# Information provided

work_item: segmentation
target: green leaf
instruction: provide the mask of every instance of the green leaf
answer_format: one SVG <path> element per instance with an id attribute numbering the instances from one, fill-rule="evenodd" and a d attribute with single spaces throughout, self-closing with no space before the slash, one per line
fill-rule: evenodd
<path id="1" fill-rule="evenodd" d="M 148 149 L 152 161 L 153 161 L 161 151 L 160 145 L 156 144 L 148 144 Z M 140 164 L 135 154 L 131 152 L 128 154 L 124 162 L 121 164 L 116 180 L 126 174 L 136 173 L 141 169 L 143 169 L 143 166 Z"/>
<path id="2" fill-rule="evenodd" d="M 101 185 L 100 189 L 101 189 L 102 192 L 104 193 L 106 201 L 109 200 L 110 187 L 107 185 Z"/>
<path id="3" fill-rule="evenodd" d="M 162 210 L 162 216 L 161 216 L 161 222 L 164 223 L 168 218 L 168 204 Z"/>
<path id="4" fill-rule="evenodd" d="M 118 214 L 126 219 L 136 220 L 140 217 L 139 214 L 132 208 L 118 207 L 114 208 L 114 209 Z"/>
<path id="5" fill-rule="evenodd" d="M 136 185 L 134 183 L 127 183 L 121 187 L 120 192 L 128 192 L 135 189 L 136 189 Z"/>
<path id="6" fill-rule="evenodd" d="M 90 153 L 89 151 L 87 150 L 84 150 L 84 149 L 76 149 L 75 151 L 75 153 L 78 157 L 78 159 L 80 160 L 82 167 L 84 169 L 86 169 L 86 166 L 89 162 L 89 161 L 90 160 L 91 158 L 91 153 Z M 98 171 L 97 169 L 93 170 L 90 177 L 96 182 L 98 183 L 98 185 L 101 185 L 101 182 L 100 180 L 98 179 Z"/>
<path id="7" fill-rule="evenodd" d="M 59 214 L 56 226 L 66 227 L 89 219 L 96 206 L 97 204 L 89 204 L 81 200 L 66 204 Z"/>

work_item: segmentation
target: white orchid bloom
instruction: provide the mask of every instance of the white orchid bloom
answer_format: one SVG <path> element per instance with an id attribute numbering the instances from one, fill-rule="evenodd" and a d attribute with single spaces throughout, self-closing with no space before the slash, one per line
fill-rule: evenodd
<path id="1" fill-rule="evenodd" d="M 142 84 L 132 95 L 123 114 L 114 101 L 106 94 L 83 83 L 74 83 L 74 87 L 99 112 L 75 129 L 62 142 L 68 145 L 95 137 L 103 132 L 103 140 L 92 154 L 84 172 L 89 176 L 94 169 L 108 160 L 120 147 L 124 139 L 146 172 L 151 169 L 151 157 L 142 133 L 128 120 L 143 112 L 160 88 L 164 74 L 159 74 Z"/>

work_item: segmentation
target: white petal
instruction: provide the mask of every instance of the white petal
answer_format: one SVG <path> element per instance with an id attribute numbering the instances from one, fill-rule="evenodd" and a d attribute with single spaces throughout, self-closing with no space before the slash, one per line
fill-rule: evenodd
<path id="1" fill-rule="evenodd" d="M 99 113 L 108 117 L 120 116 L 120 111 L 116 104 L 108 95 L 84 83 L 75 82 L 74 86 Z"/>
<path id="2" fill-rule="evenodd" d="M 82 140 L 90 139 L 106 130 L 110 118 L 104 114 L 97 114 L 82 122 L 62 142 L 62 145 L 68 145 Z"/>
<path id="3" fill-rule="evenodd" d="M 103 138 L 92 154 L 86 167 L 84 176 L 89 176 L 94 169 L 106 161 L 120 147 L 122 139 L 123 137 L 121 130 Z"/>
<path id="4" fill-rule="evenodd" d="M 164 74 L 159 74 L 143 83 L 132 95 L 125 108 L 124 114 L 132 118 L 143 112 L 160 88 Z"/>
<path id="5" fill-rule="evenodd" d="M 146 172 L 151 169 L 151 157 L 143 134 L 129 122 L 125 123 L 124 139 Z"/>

# Set exercise
Could you put every line of the listing above into a Markdown table with the columns Row and Listing line, numbering the rows and leaving out the blank lines?

# Solution
| Row | Listing line |
|---|---|
| 1 | work_item: segmentation |
| 2 | target: green leaf |
| 3 | instruction: provide the mask of every instance of the green leaf |
| 4 | answer_format: one SVG <path> element per instance with an id attribute numbering the instances from one, fill-rule="evenodd" and a d attribute with single spaces throughout, self-closing with no space before the slash, one per line |
| 5 | fill-rule: evenodd |
| 6 | <path id="1" fill-rule="evenodd" d="M 148 149 L 152 161 L 153 161 L 161 151 L 160 145 L 156 144 L 148 144 Z M 140 164 L 135 154 L 131 152 L 128 154 L 124 162 L 121 164 L 116 180 L 126 174 L 136 173 L 141 169 L 143 169 L 143 166 Z"/> |
| 7 | <path id="2" fill-rule="evenodd" d="M 101 185 L 100 189 L 101 189 L 102 192 L 104 193 L 106 201 L 109 200 L 110 187 L 107 185 Z"/> |
| 8 | <path id="3" fill-rule="evenodd" d="M 162 210 L 162 216 L 161 216 L 161 222 L 164 223 L 168 218 L 168 204 Z"/> |
| 9 | <path id="4" fill-rule="evenodd" d="M 118 214 L 126 219 L 136 220 L 140 217 L 139 214 L 132 208 L 118 207 L 114 208 L 114 209 Z"/> |
| 10 | <path id="5" fill-rule="evenodd" d="M 136 185 L 134 183 L 127 183 L 121 187 L 120 192 L 128 192 L 135 189 L 136 189 Z"/> |
| 11 | <path id="6" fill-rule="evenodd" d="M 90 153 L 89 151 L 87 150 L 84 150 L 84 149 L 76 149 L 75 151 L 75 153 L 78 157 L 78 159 L 80 160 L 82 167 L 84 169 L 86 169 L 86 166 L 89 162 L 89 161 L 90 160 L 91 158 L 91 153 Z M 98 171 L 97 169 L 93 170 L 90 177 L 96 182 L 98 183 L 98 185 L 101 185 L 101 182 L 100 180 L 98 179 Z"/> |
| 12 | <path id="7" fill-rule="evenodd" d="M 59 214 L 56 226 L 66 227 L 89 219 L 96 206 L 97 204 L 89 204 L 81 200 L 66 204 Z"/> |
| 13 | work_item: segmentation |
| 14 | target: white orchid bloom |
| 15 | instruction: provide the mask of every instance of the white orchid bloom |
| 16 | answer_format: one SVG <path> element per instance with an id attribute numbering the instances from one, fill-rule="evenodd" and a d attribute with single spaces throughout, self-closing with no space before the slash, one per line |
| 17 | fill-rule: evenodd |
| 18 | <path id="1" fill-rule="evenodd" d="M 142 84 L 132 95 L 123 114 L 114 101 L 106 94 L 83 83 L 74 83 L 74 87 L 99 112 L 75 129 L 62 142 L 68 145 L 95 137 L 103 132 L 103 140 L 92 154 L 84 172 L 89 176 L 94 169 L 108 160 L 120 147 L 124 139 L 146 172 L 151 169 L 151 157 L 142 133 L 128 120 L 143 112 L 160 88 L 164 74 L 159 74 Z"/> |
| 19 | work_item: segmentation |
| 20 | target: white petal |
| 21 | instruction: provide the mask of every instance of the white petal |
| 22 | answer_format: one SVG <path> element per instance with an id attribute numbering the instances from one, fill-rule="evenodd" and a d attribute with single spaces throughout, self-closing with no space before the slash, one per line |
| 23 | fill-rule: evenodd |
| 24 | <path id="1" fill-rule="evenodd" d="M 99 113 L 108 117 L 120 116 L 120 111 L 116 104 L 108 95 L 84 83 L 75 82 L 74 86 Z"/> |
| 25 | <path id="2" fill-rule="evenodd" d="M 82 140 L 90 139 L 106 130 L 110 118 L 104 114 L 97 114 L 82 122 L 62 142 L 62 145 L 68 145 Z"/> |
| 26 | <path id="3" fill-rule="evenodd" d="M 103 138 L 92 154 L 86 167 L 84 176 L 89 176 L 94 169 L 106 161 L 120 147 L 122 139 L 123 137 L 121 130 Z"/> |
| 27 | <path id="4" fill-rule="evenodd" d="M 164 74 L 159 74 L 143 83 L 132 95 L 125 108 L 124 114 L 132 118 L 143 112 L 160 88 Z"/> |
| 28 | <path id="5" fill-rule="evenodd" d="M 146 172 L 151 169 L 151 157 L 143 134 L 129 122 L 125 123 L 124 139 Z"/> |